• **WHAT YOU WILL DO**
Your answer must be the full set of entries, reproduced exactly.

• **EXTRACTED MATERIAL**
•••
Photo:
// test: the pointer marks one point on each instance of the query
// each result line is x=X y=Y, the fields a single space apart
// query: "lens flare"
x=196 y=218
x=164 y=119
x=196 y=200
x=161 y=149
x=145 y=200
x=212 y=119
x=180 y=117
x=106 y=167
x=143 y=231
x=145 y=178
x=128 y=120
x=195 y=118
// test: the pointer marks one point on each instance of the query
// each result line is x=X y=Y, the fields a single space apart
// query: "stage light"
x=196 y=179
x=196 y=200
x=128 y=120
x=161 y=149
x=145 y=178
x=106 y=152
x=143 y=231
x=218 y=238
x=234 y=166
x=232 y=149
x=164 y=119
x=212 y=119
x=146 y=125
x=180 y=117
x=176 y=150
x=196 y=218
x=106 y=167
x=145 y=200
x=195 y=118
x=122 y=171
•••
• **SOLUTION TO THIS PROBLEM**
Photo:
// test: the pointer marks one point on each instance of the query
// each result line is x=X y=Y, the fields a single space apart
// query: "lens flare"
x=196 y=218
x=164 y=119
x=196 y=200
x=161 y=149
x=145 y=200
x=212 y=119
x=180 y=117
x=106 y=167
x=143 y=231
x=145 y=178
x=128 y=120
x=195 y=118
// test: the pointer marks one point on each instance of the query
// each result line is x=X y=Y, the fields a single space apart
// query: "stage light"
x=196 y=179
x=196 y=200
x=128 y=120
x=161 y=149
x=145 y=178
x=106 y=152
x=143 y=231
x=218 y=238
x=234 y=166
x=232 y=149
x=164 y=119
x=212 y=119
x=146 y=125
x=180 y=117
x=176 y=150
x=196 y=218
x=106 y=167
x=145 y=200
x=195 y=118
x=122 y=171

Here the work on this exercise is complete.